Task brief:
From the data below, take the lines between the line holding "Could you point out the jacket" and the line holding "<point>200,393</point>", inclusive, and put them into a Markdown table with the columns Row and Line. Skip any blank lines and number the rows in order.

^^^^^^^^

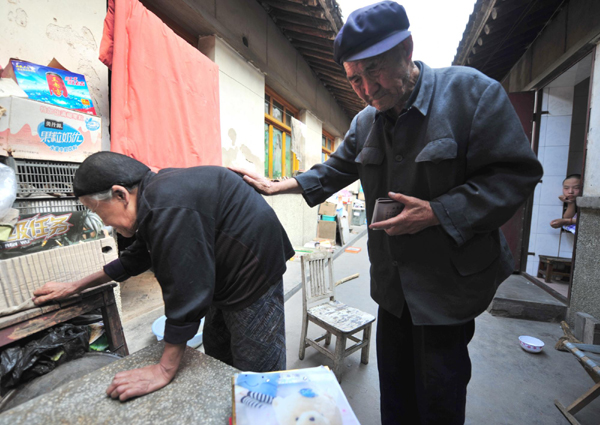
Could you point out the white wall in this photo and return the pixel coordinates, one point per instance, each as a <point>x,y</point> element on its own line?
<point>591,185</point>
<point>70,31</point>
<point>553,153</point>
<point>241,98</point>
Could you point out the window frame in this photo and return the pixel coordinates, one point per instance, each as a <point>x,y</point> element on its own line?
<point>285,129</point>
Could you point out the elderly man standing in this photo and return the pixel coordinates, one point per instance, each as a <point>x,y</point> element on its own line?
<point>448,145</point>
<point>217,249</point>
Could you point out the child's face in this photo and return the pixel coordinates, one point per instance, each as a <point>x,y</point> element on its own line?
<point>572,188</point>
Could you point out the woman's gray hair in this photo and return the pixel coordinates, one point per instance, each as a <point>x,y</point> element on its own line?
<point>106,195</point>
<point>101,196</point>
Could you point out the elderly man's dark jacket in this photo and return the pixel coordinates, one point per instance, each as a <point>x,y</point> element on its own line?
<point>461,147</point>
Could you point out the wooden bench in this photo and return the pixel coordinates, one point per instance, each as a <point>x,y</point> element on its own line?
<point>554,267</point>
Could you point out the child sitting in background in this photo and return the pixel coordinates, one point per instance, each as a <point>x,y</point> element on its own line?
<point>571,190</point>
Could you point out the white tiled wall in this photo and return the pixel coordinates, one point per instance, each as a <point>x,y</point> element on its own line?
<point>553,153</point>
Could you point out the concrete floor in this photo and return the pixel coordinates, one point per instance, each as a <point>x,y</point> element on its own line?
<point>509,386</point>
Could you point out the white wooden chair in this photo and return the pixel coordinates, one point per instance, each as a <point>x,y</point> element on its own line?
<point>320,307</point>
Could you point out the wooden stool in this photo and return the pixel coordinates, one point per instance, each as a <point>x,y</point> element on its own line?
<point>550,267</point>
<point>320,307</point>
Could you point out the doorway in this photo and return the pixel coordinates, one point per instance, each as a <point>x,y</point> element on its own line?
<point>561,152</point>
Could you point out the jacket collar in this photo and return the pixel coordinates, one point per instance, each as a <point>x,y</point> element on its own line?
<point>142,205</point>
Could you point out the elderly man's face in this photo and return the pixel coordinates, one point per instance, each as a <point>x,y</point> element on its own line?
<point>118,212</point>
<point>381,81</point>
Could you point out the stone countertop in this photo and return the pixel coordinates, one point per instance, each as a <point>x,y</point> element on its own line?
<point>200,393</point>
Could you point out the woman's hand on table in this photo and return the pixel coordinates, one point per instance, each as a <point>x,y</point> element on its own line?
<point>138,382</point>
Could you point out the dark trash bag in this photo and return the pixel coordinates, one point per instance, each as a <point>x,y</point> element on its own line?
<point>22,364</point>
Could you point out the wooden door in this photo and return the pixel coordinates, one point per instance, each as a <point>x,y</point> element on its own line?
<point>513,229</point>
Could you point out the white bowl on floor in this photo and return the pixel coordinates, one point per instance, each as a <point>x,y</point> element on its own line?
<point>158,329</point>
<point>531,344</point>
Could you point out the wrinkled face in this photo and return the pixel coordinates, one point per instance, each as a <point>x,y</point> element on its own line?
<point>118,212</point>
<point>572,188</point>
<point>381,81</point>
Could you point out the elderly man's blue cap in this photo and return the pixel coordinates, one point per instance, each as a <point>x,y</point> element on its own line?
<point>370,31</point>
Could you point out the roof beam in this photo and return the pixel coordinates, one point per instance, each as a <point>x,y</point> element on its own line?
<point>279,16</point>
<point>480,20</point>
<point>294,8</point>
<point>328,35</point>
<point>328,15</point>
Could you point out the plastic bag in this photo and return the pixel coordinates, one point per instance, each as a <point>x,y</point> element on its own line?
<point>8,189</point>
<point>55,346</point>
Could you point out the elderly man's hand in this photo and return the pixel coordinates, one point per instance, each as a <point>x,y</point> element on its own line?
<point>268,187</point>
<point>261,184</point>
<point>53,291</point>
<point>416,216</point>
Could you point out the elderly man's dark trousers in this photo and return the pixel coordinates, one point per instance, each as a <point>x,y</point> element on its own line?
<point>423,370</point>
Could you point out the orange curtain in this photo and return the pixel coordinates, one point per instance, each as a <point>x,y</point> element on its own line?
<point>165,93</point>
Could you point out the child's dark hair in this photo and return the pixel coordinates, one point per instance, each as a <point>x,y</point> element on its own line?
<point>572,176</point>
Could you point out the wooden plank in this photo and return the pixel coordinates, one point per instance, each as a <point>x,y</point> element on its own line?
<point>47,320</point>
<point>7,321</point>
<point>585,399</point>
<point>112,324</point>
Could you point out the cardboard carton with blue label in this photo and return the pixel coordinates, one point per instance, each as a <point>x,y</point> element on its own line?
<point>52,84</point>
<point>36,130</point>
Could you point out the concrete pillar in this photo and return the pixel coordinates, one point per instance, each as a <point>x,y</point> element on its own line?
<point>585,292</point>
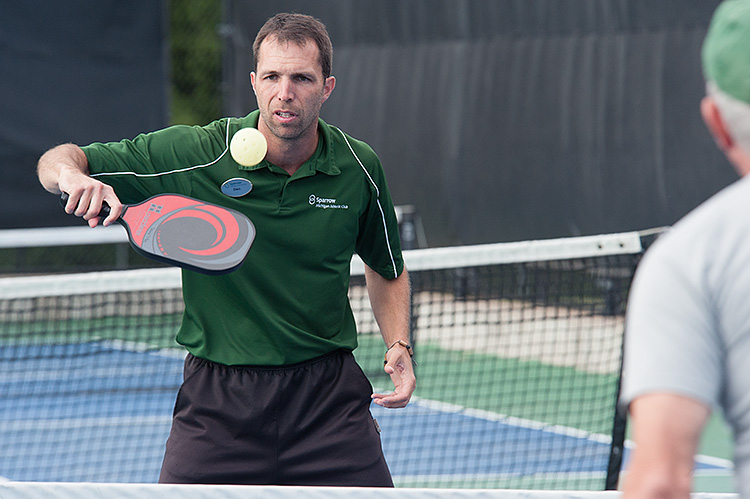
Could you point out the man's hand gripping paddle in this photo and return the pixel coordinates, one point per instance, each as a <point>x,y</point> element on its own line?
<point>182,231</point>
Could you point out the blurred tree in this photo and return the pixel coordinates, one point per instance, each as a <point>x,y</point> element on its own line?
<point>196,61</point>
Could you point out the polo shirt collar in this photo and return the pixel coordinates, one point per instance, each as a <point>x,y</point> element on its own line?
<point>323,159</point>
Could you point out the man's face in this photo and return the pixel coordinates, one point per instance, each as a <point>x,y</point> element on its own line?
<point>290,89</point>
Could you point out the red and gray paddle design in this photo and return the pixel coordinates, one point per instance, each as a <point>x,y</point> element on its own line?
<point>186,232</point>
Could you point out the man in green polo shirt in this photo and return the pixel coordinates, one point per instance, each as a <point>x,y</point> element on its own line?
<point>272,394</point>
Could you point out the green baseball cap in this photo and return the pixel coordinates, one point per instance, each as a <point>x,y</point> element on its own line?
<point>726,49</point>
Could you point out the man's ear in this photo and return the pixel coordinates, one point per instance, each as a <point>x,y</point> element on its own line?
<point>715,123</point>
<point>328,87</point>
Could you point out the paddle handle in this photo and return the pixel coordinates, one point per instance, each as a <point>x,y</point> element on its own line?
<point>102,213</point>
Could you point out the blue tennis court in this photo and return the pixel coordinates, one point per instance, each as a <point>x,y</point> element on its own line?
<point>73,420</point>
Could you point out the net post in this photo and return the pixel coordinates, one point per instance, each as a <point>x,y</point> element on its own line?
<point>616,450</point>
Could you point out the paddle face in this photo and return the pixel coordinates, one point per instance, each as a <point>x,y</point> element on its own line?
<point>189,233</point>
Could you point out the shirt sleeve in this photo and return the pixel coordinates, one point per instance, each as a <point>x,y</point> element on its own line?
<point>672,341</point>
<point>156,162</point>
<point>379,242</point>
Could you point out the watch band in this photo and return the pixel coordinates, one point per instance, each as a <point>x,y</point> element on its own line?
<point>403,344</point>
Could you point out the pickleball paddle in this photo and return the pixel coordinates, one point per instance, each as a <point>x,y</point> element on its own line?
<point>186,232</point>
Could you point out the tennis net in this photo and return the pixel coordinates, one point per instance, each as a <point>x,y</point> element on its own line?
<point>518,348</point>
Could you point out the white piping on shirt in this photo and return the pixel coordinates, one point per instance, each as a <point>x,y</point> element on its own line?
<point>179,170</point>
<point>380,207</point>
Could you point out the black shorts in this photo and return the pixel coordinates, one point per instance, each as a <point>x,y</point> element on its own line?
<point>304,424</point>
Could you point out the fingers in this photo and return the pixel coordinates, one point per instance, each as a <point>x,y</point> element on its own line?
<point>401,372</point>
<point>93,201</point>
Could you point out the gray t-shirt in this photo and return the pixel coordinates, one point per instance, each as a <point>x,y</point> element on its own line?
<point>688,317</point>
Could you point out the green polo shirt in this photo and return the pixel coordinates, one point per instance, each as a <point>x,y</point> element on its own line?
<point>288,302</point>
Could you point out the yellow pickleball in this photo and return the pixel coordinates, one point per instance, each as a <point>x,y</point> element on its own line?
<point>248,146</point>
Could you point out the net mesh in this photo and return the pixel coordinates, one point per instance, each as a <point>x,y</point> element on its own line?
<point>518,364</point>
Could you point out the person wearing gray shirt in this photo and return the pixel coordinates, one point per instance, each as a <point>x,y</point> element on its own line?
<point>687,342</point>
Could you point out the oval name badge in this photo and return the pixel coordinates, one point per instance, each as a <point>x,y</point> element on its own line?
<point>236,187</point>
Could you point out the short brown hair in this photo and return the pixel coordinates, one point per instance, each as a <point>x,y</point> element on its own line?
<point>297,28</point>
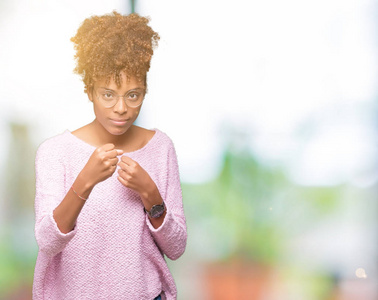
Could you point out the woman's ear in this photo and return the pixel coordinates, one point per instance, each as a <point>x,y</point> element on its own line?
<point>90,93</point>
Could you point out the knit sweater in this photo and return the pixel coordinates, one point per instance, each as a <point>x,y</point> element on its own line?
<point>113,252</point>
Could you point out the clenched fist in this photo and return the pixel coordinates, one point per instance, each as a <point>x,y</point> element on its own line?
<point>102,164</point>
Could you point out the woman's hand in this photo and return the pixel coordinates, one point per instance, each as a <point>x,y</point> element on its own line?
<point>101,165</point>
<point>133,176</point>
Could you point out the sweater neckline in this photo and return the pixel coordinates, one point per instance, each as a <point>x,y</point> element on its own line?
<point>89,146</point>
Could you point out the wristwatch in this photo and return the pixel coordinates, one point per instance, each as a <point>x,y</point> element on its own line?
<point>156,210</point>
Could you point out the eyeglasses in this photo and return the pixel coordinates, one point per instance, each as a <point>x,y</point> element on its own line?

^^^^^^^^

Output below:
| Row | Line |
|---|---|
| 1 | Could you point out the jacket collar in this photo and return the pixel coordinates, one point per instance, each as a <point>x,y</point> element on its own line? |
| 2 | <point>142,205</point> |
| 3 | Could you point out the elderly man's face in this photo and return the pixel coordinates, one point per instance, each as a <point>x,y</point> element on its own line? |
| 4 | <point>118,212</point> |
| 5 | <point>381,81</point> |
| 6 | Could you point out the stone countertop in this photo and return the pixel coordinates, one point per instance, each as a <point>x,y</point> element on its own line? |
| 7 | <point>200,393</point> |